▶ **EXERCISE INSTRUCTIONS**:
Could you turn the data below into a numbered list, skipping any blank lines?

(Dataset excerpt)
- - -
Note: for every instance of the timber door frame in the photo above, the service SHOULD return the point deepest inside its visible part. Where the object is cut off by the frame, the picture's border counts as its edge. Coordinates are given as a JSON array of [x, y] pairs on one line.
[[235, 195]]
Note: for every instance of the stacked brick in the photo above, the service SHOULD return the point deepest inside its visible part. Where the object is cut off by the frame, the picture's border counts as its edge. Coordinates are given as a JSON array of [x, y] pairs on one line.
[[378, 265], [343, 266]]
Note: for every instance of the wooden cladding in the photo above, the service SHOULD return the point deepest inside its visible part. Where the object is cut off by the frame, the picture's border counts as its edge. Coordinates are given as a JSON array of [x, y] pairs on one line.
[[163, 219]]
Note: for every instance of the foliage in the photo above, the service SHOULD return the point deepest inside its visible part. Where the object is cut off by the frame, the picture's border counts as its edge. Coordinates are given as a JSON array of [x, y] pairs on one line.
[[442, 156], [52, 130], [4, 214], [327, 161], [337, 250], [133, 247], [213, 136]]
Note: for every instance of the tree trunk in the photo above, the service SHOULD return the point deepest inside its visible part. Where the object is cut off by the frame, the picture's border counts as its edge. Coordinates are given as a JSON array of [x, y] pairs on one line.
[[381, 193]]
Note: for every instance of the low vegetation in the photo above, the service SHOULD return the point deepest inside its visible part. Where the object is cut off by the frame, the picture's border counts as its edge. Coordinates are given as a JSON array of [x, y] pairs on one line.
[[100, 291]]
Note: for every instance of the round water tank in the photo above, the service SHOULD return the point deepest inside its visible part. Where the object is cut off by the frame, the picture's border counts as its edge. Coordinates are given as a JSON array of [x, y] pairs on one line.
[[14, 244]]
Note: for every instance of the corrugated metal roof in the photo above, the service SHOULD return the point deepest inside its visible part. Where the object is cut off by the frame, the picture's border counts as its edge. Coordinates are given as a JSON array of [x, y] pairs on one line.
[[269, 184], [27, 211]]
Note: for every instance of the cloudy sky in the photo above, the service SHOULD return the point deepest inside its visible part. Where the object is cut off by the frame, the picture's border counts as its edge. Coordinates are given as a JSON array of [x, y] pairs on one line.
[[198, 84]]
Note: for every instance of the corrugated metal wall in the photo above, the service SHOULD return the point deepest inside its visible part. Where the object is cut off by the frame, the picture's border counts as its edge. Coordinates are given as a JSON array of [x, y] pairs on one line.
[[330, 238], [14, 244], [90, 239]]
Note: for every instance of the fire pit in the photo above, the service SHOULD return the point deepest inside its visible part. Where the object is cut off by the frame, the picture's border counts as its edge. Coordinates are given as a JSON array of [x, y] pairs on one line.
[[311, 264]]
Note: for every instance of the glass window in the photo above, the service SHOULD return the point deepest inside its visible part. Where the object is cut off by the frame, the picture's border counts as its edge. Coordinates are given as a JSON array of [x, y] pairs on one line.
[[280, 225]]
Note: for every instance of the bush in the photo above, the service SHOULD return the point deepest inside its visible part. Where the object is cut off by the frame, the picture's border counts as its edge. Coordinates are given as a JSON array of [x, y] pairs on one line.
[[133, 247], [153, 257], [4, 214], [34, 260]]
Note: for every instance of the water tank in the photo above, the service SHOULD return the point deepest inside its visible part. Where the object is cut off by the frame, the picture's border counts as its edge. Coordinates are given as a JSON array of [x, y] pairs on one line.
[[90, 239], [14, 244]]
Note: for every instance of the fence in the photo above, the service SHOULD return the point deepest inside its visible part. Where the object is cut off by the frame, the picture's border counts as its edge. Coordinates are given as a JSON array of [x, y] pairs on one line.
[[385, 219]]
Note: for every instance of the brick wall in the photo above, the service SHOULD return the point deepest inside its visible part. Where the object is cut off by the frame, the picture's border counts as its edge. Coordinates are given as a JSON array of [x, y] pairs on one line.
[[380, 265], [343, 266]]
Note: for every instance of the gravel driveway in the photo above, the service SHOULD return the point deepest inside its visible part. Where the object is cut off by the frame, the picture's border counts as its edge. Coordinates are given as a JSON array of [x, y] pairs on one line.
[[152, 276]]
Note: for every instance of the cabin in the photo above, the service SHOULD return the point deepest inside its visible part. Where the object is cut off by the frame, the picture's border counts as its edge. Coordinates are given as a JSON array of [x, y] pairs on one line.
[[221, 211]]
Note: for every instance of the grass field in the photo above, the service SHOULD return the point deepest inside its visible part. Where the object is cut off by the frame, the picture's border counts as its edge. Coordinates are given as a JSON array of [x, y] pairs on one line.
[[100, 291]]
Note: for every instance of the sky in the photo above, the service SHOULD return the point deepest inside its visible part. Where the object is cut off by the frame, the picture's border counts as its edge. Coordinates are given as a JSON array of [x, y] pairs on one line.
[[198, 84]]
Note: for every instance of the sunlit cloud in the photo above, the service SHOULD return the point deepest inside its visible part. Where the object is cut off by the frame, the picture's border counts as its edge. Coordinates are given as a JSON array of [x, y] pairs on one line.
- - -
▶ **EXERCISE ANSWER**:
1. Note: for every instance of the timber door frame in the photo above, the service SHOULD return the point deepest inside its visible part. Where the object is cut off by the frame, the picture's border counts as its edge. Coordinates are given as a JSON array of [x, y] pairs on one line.
2. [[235, 195]]
3. Note: for every instance of the stacked brick in the photo above, the service SHOULD return the point deepest inside its visible part. Where the object is cut off by the frame, the picture's border counts as its edge. Coordinates are given as a JSON array of [x, y] pairs on one line.
4. [[378, 265], [343, 266]]
5. Note: for every instance of the wooden cladding in the photo above, the service SHOULD return the point deepest inside its visible part. Where the object is cut off by the frame, the picture's border counts as its edge. Coordinates are given as a JSON array of [x, y] pairs on one line.
6. [[163, 219]]
7. Note: for every instance of the foliage in the photo above, the service SHOULD return the point deepest inside its visible part. Where the object is cut off by the frame, the picture's border counts as its edge. Coordinates are given as a JSON array of [x, y] pairs on one line.
8. [[442, 156], [52, 130], [4, 214], [327, 161], [337, 250], [133, 247], [213, 136]]
9. Note: for every instance of the tree trunk in the photo above, the service SHOULD return the point deepest inside its visible part. Where the object is cut off by the frame, the picture's border counts as its edge. Coordinates are given as a JSON array of [x, y] pairs on one line.
10. [[381, 193]]
11. Note: for every instance of the low vegetation in the photo above, the service SHOULD return the point deepest inside its visible part. Where the object is cut off by the frame, the picture's border counts as its edge. Coordinates are given as a JSON array of [x, y] pairs on one line.
12. [[100, 291]]
13. Note: for every instance of the round water tank in the photo above, the service SHOULD return the point deepest inside its visible part. Where the object is cut off by the frame, the picture's border counts as its edge. Coordinates are given as a JSON array of [x, y] pairs on one line.
14. [[14, 244]]
15. Note: for every instance of the corrugated metal roof in the photo above, the service SHOULD return the point deepest inside its visible part. Where the object is cut off by the frame, the picture's border counts as its edge. Coordinates are given as a JSON array of [x, y] pairs on one line.
16. [[269, 184], [27, 211]]
17. Note: for every instance of the cloudy sky in the photo above, the service SHOULD return the point deepest inside its visible part. Where the object is cut off by the frame, the picture's border counts as its edge. Coordinates are given as a JSON array of [x, y] pairs on one line.
18. [[198, 84]]
19. Note: for every instance of the corrugated metal wall in the photo above, the service SHOULD return the point deepest inside its visible part. Where the object is cut off by the frame, the picture's border counts as its edge. Coordinates are given as a JSON array of [x, y] pairs on one line.
20. [[330, 238], [14, 244], [90, 239]]
21. Note: for every instance of the fire pit in the photo above, the service SHOULD return the point deepest inside its visible part. Where the object is cut off by the frame, the picture's border counts as its edge. Coordinates are given as a JSON array of [x, y] pairs on one line.
22. [[311, 264]]
23. Note: for every instance of the glass window in the photo above, the service SHOULD return the point deepest inside its visible part. Where the object is cut off by the frame, the picture's border counts as its edge. Coordinates are given as a JSON array of [x, y] pairs on one line.
24. [[280, 225]]
25. Note: for every instance of the bush in the photo above, the service SHOULD return the point deepest inside its visible part. Where the object is cut off by the frame, the picture's border counts as its edge. Coordinates are given as a JSON array of [x, y] pairs on one line.
26. [[133, 247], [153, 257], [4, 214], [34, 260]]
27. Note: for every instance of the water tank in the photo above, the service SHOULD return the point deepest inside its visible part. Where the object is cut off by the frame, the picture's border counts as its edge. Coordinates are given as a JSON array of [x, y] pairs on one line.
28. [[90, 239], [14, 244]]
29. Note: for every instance of the fence in the photo above, the service SHOULD return the point deepest inside its visible part. Where the object is cut off by the frame, the picture's border counts as its edge. Coordinates are given as a JSON array of [x, y] pairs on one line.
30. [[385, 219]]
31. Note: for every instance of the brick wall in the photo above, the service SHOULD return the point deepest inside its visible part. Where the object is cut off by the frame, the picture's border counts as its edge. Coordinates are given as a JSON array of [x, y] pairs on one line.
32. [[380, 265], [343, 266]]
33. Note: for every instance of the gravel driveway in the photo above, the service SHOULD return the point deepest inside its visible part. Where the object is cut off by the frame, the picture's border counts as its edge. Coordinates are given as a JSON array of [x, y] pairs on one line.
34. [[152, 276]]
35. Note: for every instance of the cabin in the photo above, the service SHOULD return the point deepest inside its visible part. Where the object is cut off by the frame, the picture's border counts as its edge. Coordinates are given as a JSON array of [x, y] pairs on one line.
36. [[221, 211]]
37. Note: for every instance of the grass field in the photo above, the service SHOULD return the point deepest inside its visible part. Where the object is cut off by the frame, the picture's border counts as its edge. Coordinates are given as a JSON array of [x, y] pairs on one line.
38. [[100, 291]]
39. Note: for every instance of the sky in the photo above, the service SHOULD return the point deepest inside its visible part. Where the object is cut off by the frame, the picture's border counts as its edge. Coordinates are given as a JSON array of [x, y] pairs on one line.
40. [[198, 84]]
41. Note: for every instance of the sunlit cloud in the photo above, the service SHOULD return the point deepest inside its visible part. Where the object is cut off by the frame, the picture's border counts as its edge. Coordinates are given as a JSON array of [x, y] pairs on one line.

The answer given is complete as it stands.